→ **WORK ORDER**: What is needed is a faithful copy of all the records.

[Free-text object descriptions]
************
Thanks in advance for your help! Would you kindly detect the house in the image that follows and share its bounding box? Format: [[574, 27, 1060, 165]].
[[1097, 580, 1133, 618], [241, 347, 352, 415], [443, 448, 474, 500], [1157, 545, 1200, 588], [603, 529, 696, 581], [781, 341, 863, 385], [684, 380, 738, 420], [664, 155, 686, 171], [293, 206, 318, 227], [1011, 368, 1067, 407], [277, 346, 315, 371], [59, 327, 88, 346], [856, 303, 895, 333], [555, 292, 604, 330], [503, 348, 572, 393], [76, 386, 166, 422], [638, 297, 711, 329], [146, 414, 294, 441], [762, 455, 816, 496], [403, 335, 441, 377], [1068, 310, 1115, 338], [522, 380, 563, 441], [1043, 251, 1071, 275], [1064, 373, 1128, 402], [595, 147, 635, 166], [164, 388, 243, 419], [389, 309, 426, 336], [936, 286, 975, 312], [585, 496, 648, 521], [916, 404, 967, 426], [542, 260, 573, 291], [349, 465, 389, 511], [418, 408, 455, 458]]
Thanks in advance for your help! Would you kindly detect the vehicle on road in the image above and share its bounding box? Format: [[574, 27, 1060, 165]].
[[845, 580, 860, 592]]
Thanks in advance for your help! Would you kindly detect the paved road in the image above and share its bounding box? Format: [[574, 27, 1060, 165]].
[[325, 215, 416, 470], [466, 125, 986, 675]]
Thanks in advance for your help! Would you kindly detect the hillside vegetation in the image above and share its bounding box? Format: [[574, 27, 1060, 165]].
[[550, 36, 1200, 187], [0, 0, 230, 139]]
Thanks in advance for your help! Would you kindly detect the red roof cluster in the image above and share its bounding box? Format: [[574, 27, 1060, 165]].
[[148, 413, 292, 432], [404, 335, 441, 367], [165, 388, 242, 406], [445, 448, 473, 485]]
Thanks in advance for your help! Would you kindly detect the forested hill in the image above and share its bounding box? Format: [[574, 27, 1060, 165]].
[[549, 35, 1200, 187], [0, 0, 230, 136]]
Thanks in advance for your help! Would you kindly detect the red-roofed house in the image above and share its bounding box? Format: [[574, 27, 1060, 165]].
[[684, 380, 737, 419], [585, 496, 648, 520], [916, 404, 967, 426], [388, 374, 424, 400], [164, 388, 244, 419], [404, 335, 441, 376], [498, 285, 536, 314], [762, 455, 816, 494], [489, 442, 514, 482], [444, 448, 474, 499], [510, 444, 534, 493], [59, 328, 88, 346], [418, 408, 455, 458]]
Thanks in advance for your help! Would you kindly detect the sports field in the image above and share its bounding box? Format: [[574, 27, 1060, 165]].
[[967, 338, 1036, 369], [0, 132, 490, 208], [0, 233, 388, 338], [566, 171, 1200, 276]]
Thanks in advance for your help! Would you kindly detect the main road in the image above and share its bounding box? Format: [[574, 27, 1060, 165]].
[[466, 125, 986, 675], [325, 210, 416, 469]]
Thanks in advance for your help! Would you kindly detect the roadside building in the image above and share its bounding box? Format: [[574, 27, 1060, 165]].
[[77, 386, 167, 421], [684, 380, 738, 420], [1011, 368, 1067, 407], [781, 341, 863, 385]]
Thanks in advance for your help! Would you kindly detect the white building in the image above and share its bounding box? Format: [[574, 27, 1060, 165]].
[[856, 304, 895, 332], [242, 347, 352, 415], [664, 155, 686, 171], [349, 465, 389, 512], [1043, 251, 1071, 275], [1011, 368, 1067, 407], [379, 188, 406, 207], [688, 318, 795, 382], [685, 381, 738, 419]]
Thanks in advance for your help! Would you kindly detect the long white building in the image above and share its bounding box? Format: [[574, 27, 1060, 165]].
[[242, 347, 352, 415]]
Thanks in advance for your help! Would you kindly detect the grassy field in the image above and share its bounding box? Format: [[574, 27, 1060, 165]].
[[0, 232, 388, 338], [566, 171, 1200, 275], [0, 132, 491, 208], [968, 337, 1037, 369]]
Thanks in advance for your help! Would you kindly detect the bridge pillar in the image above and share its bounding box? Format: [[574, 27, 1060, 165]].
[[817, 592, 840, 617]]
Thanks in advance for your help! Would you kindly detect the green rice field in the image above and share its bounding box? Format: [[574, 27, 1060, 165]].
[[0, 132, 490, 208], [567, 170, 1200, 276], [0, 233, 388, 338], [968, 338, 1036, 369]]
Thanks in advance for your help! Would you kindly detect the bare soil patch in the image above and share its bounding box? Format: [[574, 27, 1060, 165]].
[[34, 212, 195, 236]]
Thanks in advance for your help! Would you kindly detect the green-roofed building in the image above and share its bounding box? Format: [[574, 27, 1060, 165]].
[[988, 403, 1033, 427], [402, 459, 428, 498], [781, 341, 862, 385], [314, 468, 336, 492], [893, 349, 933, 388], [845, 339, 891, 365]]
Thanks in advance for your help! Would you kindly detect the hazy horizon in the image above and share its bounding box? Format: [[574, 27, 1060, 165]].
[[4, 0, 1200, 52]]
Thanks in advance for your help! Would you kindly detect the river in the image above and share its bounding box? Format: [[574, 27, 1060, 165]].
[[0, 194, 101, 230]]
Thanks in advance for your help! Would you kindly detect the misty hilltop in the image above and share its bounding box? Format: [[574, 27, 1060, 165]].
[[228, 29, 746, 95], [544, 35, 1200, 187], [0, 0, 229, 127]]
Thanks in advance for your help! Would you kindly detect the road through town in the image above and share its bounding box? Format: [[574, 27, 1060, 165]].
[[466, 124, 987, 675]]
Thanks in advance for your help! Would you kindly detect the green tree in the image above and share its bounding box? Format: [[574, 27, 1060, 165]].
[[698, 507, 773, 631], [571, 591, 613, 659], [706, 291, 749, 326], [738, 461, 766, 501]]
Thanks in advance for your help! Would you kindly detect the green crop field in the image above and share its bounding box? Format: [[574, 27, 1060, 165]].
************
→ **WRITTEN RESPONSE**:
Thanks in advance for your help! Would you kindly detect the house in the image that follows and share its bounding box? Format: [[574, 27, 1060, 165]].
[[1097, 580, 1133, 618], [241, 347, 352, 415], [443, 448, 474, 500], [1157, 545, 1200, 588], [603, 529, 696, 581], [781, 341, 863, 385], [684, 380, 738, 420], [664, 155, 686, 171], [293, 206, 318, 227], [1011, 368, 1067, 407], [277, 346, 315, 371], [59, 327, 88, 346], [856, 303, 895, 333], [555, 292, 604, 330], [503, 348, 572, 393], [76, 386, 166, 422], [638, 297, 711, 329], [146, 414, 294, 441], [762, 455, 816, 496], [403, 335, 441, 377], [1068, 310, 1115, 338], [522, 380, 563, 441], [1043, 251, 1071, 275], [1064, 373, 1128, 402], [595, 147, 635, 166], [164, 388, 243, 419], [389, 309, 426, 336], [936, 286, 975, 312], [585, 496, 648, 521], [916, 404, 967, 426], [542, 260, 573, 291], [349, 465, 389, 511], [418, 408, 455, 458]]
Thanks in advance for your help! Would you kindly detect the vehicle on road in the image above and share its bounding box? Format: [[574, 27, 1060, 165]].
[[845, 580, 860, 592]]
Thanks in advance for your help! Would you kindly detect the paved road in the image above and share its bounding box? Format: [[574, 27, 1060, 165]].
[[325, 215, 416, 470], [466, 125, 986, 675]]
Thanks in advance for your help! Would you kindly detect the hillside vegetation in the image above and share its bounding box? Format: [[574, 27, 1060, 165]].
[[550, 36, 1200, 187], [0, 0, 230, 139]]
Thanks in advance for your help! Would you kindly detect the red roof cluster in the image above and share its bounding box? Format: [[574, 27, 1060, 165]].
[[148, 413, 292, 432], [404, 335, 441, 367], [165, 388, 242, 406], [445, 448, 473, 485]]
Thanks in advance for your help! Would you kindly detect the forested hill in the image above and share its bounding box? Format: [[574, 27, 1060, 165]].
[[549, 35, 1200, 187], [0, 0, 230, 136]]
Thanks in advance for your help! Would you kindly detect the red-roofed house in the image above and share its bounding box? Format: [[574, 27, 1060, 165]].
[[684, 380, 737, 419], [585, 496, 648, 520], [916, 404, 967, 426], [388, 374, 424, 400], [164, 388, 244, 419], [404, 335, 441, 376], [498, 285, 536, 314], [762, 455, 816, 494], [489, 442, 514, 482], [444, 448, 474, 499], [510, 444, 534, 493], [59, 328, 88, 346], [418, 408, 455, 458]]
Thanks in advance for your help! Would you kindly detect the sports field in the image above and share its bounding box? Format: [[574, 27, 1060, 165]].
[[967, 338, 1036, 369], [0, 132, 490, 208], [0, 233, 388, 338], [566, 171, 1200, 276]]
Thanks in advance for your help! Would you kindly detect the main road in the image above and share its bounding box? Format: [[574, 27, 1060, 165]].
[[466, 125, 986, 675], [325, 210, 416, 469]]
Thanks in advance for your help! Would you kindly detect the roadside building in the image above and share its bounding box? Format: [[574, 27, 1060, 165]].
[[77, 386, 167, 421], [684, 380, 738, 420], [1011, 368, 1067, 407], [781, 341, 863, 385]]
Thanks in advance for your help! Would you kindly detect the white building in the image above and share its bounding box? Format: [[574, 27, 1060, 165]].
[[856, 304, 895, 332], [242, 347, 352, 415], [664, 155, 686, 171], [349, 465, 389, 512], [1043, 251, 1071, 275], [1011, 368, 1067, 407], [379, 188, 406, 207], [688, 318, 795, 382], [685, 381, 738, 419]]
Thanks in advance for your help! Would you kindly detect the long white building in the image above and share its bounding box? Format: [[574, 27, 1060, 165]].
[[242, 347, 352, 415]]
Thanks in advance for your help! Would you kindly detect the grassy field in the image above and share its bounding box? Format: [[574, 27, 1060, 165]].
[[0, 232, 388, 338], [566, 171, 1200, 275], [0, 132, 491, 208], [968, 337, 1037, 369]]
Thanks in advance for your help! Would you kindly detect the bridge pillar in the image above and share its bounding box? Format: [[574, 27, 1060, 165]].
[[817, 592, 840, 617]]
Thanks in advance for your help! Would you kindly detect the green rice field in the image above and share its bounding box? Format: [[574, 27, 1060, 165]].
[[0, 132, 490, 208], [567, 170, 1200, 276], [0, 233, 388, 338], [968, 338, 1036, 369]]
Thanks in advance for your help! Would you kindly detect the bare soil patch in the image above and share its bounding box? Format: [[574, 27, 1060, 165]].
[[34, 212, 195, 236]]
Thanks in advance for your help! Would you kindly detect the green-roofed building in the image above and share its bounding box? Format: [[574, 27, 1060, 165]].
[[988, 403, 1033, 427], [402, 459, 428, 498], [781, 341, 862, 385], [314, 468, 336, 492], [893, 349, 933, 388], [845, 339, 891, 365]]
Thanks in advance for your help! Would you kindly detect the hazy horizon in the image above and share its bounding box? Format: [[574, 27, 1060, 165]].
[[4, 0, 1200, 52]]
Thanks in advance for your help! Would you kindly detect the river in the image above and share its bounding box? Format: [[574, 27, 1060, 165]].
[[0, 194, 101, 230]]
Thanks in advance for your help! Would you kindly detect the misty hilltop in the image above and share its bounding box? Format: [[574, 27, 1060, 165]].
[[228, 29, 746, 95], [544, 35, 1200, 187], [0, 0, 229, 127]]
Thanks in advance for your help! Would you kindly detect the road through town in the image above and share its bounding box? Format: [[574, 27, 1060, 165]].
[[466, 124, 987, 675]]
Thanks in advance for your help! Would you kindly detect the green tree in the image above and share its bounding box? Format: [[574, 27, 1060, 165]].
[[698, 507, 773, 631], [571, 591, 613, 659], [706, 291, 749, 326], [738, 461, 766, 501]]
Thanks in advance for your help! Would you kindly detect the green crop field in the image above and share its bounding box? Format: [[574, 27, 1060, 165]].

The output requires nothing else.